5. Articulação do nível local, regional, nacional e, inclusive, supranacional (importante na formação dos blocos contemporâneos e nas relações internacionais, em geral), fortalecendo o caráter público do sistema.

Com base nestes aspectos fundamentais, originou-se a pesquisa Retrato da Escola II (CNTE, 2001), da qual destacamos considerações importantes.

1. As condições de infra-estrutura das escolas têm influência na aprendizagem e no desempenho dos/as alunos/as. As condições infra-estruturais das escolas particulares, salvo pouquíssimos itens, são melhores do que as de escolas públicas. As condições mais precárias encontram-se em escolas municipais, e da zona rural.

1.1. Como esses são dados da série histórica do SAEB 1995-1997-1999, períodos em que se acelerou o processo de municipalização do ensino, verifica-se não ter havido a preocupação necessária com o investimento das redes municipais para proceder a sua expansão.

Instruções dos exercícios:
a - Traduza para o inglês esta frase do texto sobre as condições das escolas: "Com base nestes aspectos fundamentais, originou-se a pesquisa Retrato da Escola II (CNTE, 2001), da qual destacamos considerações importantes."
b - Escreva a continuação do texto sobre as condições das escolas a partir da última frase apresentada.

[Registros de anotação de coordenadas]

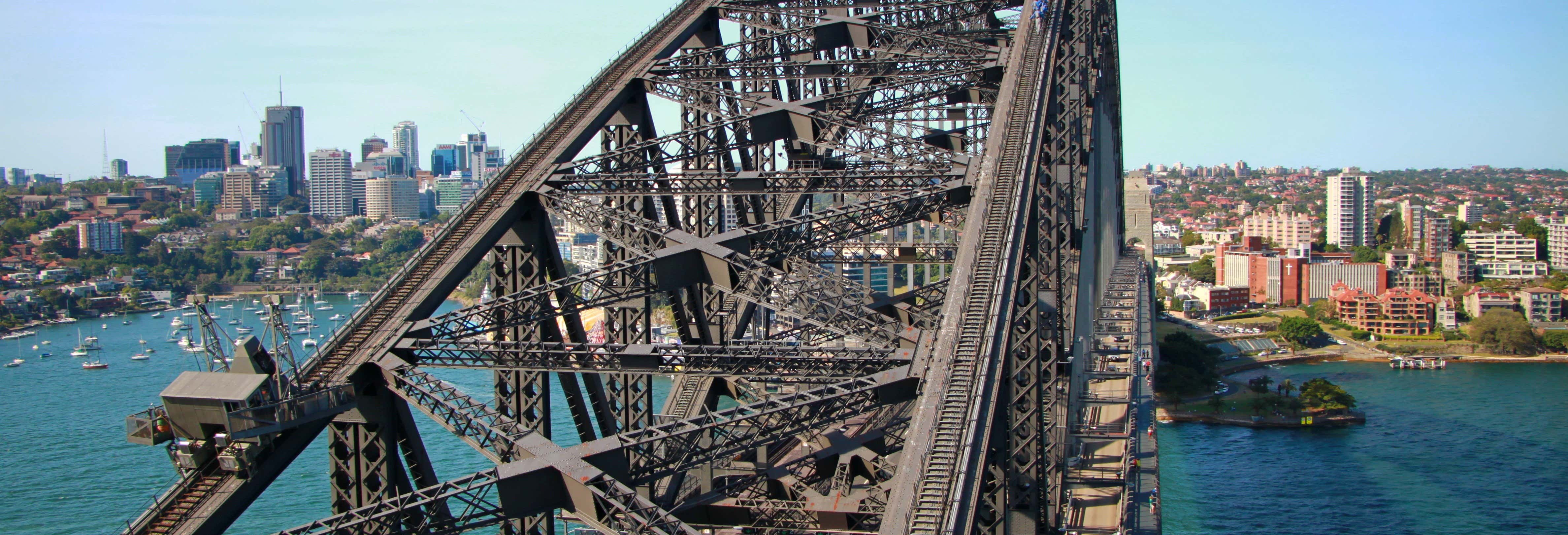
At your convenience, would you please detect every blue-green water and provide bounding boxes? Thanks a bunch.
[1159,362,1568,535]
[0,297,670,535]
[0,312,1568,535]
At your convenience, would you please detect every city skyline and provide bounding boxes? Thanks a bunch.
[0,2,1568,179]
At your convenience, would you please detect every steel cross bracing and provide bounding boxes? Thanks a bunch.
[116,0,1126,533]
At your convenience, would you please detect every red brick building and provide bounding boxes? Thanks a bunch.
[1333,282,1438,336]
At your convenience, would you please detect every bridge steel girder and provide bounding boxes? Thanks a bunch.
[119,0,1124,535]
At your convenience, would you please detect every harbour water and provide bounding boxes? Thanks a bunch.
[0,310,1568,535]
[1159,362,1568,535]
[0,295,670,535]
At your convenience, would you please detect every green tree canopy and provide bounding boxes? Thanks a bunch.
[1300,376,1356,412]
[1187,254,1215,284]
[1280,315,1323,343]
[1471,309,1540,355]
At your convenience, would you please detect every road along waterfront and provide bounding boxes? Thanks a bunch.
[0,295,670,535]
[1157,362,1568,535]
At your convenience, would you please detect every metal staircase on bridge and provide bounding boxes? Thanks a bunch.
[104,0,1146,535]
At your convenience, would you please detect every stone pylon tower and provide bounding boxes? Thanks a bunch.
[1121,169,1154,264]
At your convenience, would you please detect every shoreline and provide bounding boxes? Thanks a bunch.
[1154,406,1367,428]
[1218,353,1568,375]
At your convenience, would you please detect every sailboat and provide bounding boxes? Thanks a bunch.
[71,328,88,356]
[80,330,108,370]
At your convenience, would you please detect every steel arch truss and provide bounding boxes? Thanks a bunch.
[129,0,1121,535]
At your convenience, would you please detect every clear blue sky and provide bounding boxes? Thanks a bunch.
[0,0,1568,179]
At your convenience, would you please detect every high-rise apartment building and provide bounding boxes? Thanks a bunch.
[77,220,125,254]
[1242,204,1312,249]
[359,133,387,161]
[392,121,420,174]
[163,138,240,187]
[309,149,357,218]
[191,173,223,205]
[262,105,306,196]
[108,159,130,180]
[436,177,469,213]
[365,177,419,221]
[1460,201,1480,224]
[1546,218,1568,270]
[1399,201,1454,259]
[1464,231,1551,261]
[430,144,469,176]
[1323,168,1377,249]
[218,165,288,217]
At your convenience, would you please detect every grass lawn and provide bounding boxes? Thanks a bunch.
[1154,322,1220,343]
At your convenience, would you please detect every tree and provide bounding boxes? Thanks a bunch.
[1247,375,1273,394]
[1350,245,1382,264]
[1471,309,1540,355]
[1300,376,1356,412]
[1541,331,1568,351]
[1280,315,1323,343]
[1187,254,1215,284]
[1251,395,1268,416]
[1179,231,1203,246]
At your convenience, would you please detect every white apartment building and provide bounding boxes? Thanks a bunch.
[307,149,356,220]
[1464,231,1535,261]
[1460,201,1480,224]
[1476,261,1551,279]
[1323,168,1377,249]
[1546,223,1568,270]
[365,177,419,221]
[1242,205,1312,248]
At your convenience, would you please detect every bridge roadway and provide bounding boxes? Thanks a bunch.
[111,0,1148,535]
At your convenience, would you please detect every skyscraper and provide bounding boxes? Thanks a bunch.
[262,105,306,196]
[359,133,387,160]
[1323,168,1377,249]
[365,179,419,221]
[309,149,356,218]
[392,121,420,174]
[430,144,469,176]
[163,138,240,187]
[1460,201,1482,224]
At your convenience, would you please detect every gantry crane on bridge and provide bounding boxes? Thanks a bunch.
[111,0,1141,535]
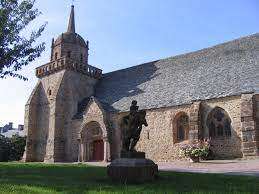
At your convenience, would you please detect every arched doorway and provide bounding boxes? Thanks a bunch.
[206,107,231,138]
[79,121,105,161]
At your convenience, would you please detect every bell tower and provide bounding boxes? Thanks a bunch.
[24,5,102,162]
[36,5,102,79]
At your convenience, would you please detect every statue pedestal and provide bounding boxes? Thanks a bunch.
[107,152,158,183]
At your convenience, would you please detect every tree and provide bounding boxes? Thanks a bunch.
[0,0,46,80]
[0,134,26,162]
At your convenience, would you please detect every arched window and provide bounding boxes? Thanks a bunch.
[80,53,83,62]
[206,107,231,138]
[55,53,58,60]
[173,112,189,142]
[67,51,71,58]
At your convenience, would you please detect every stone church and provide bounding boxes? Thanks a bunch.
[23,6,259,162]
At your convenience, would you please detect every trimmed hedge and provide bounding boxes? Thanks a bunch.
[0,135,26,162]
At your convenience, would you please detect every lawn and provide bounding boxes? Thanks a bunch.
[0,163,259,194]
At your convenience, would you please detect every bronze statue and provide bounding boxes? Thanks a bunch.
[122,100,148,152]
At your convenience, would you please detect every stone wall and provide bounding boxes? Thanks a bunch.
[121,105,190,162]
[55,71,97,161]
[24,70,97,162]
[241,93,258,156]
[114,96,242,162]
[254,94,259,156]
[201,96,242,158]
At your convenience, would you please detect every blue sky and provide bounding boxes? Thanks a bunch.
[0,0,259,126]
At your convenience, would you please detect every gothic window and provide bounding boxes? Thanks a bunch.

Respostas por tarefa:
a - Based on these fundamental aspects, the study Retrato da Escola II (CNTE, 2001) was developed, and from it we highlight some important considerations.

b -
1.2. A proficiência recebe influências diferenciadas, dependendo da etapa de ensino. Por exemplo, na 4ª série a existência de pátios e áreas para recreação é condição destacada. Já na 8ª série e no ensino médio são as condições de equipamentos de apoio didático (laboratórios de ciências e de informática). Em contrapartida, as condições ambientais perturbadoras (barulho, falta de ventilação, má iluminação) são fatores que interferem significativamente na aprendizagem. Em relação a esses fatores, o desnível entre escolas particulares e escolas públicas é muito grande.

A análise que pode ser feita nos remete às debilidades da política oficial de expansão e de manutenção de prédios escolares.

1.3. Na análise das condições de equipamentos, em todos os cortes feitos (capital/interior; urbana/rural; pública/particular) a TV e o vídeo são os que se encontram em melhor estado de conservação. Contudo, não são os que têm maior impacto na aprendizagem. Às vezes uma máquina copiadora seria melhor. O investimento em equipamentos não leva em consideração a realidade das escolas. Prende-se ao direcionamento das políticas de governo, em detrimento de outros fatores que necessitam ser incluídos. O investimento centralizado nas prioridades da política governamental não é o melhor caminho.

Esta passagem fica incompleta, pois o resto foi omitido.